§ TESTO:
════════════════

Questa iniziativa va avanti da qualche anno e contribuisce a diffondere la consuetudine alla sound art a Roma… ma è ovvio che la differenza con un grande spazio aperto come quello delle terme di Caracalla affrontato da Alvin Curran a singolar tenzone, è sostanziale.

La grandiosità dell’intervento di Alvin, più vicino alla land artche a un’installazione sonora, ci riporta idealmente alle sperimentazioni del suono sui grandi spazi, intraprese dei sovietici ai tempi di Lenin, in una sana contaminazione con la tradizione occidentale di John Cage, di cui lui certamente è un degno erede.

veduta aerea delle terme di Caracalla

 

Angelo Farro, giovane compositore e collaboratore di Alvin, mi ha spigato le particolarità tecniche dell’opera: utilizzando dei logaritmi, un computer va a pescare i file sonori da diverse “cartelle” e li rielabora seguendo una casualità che potrebbe vedere lo stesso frammento ripetuto a breve distanza oppure no… un’intelligenza artificiale che una volta attivata, entro certi limiti, collabora autonomamente. Otto diffusori sono stati posizionati nel sottosuolo, mentre altri dodici in vari punti in tutto lo spazio delle terme, su altri due livelli: in altro (le mura in alcuni punti superno i trenta metri) e ad altezza d’uomo. Questo comporta una combinazione di tre diverse provenienze del suono con una specie di effetto dolby sourround. Ci sono poi dei suoni “sinusoidali”, cioè puri, limitati a una precisa frequenza, che viaggiano attraversando lo spazio come delle lame taglienti e invisibili… a loro volta combinati con loro simili che si differenziano solo per pochi hertz. La complessità tecnica e teorica si spinge molto più in là e può avere un senso per gli addetti ai lavori… quello che conta è la percezione di un sistema complesso.

════════════════

Secondo il testo sull'opera sonora alle terme di Caracalla, quanti diffusori sono stati collocati nel sottosuolo?

§ VOCI FORNITE:

════════════════

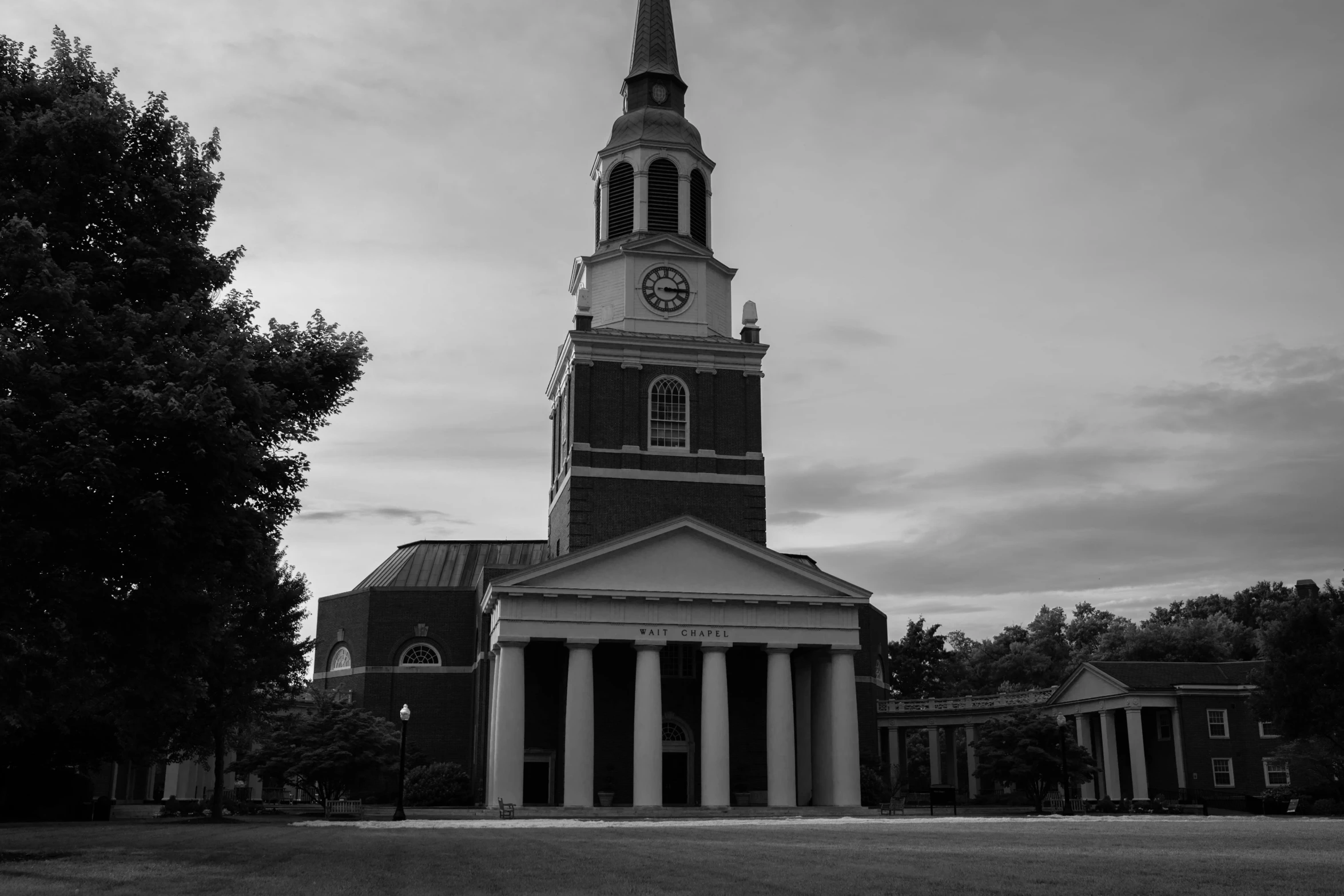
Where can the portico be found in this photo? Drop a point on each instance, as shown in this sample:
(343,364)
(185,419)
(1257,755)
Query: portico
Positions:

════════════════

§ SOLUZIONE:
Nel sottosuolo sono stati collocati otto diffusori.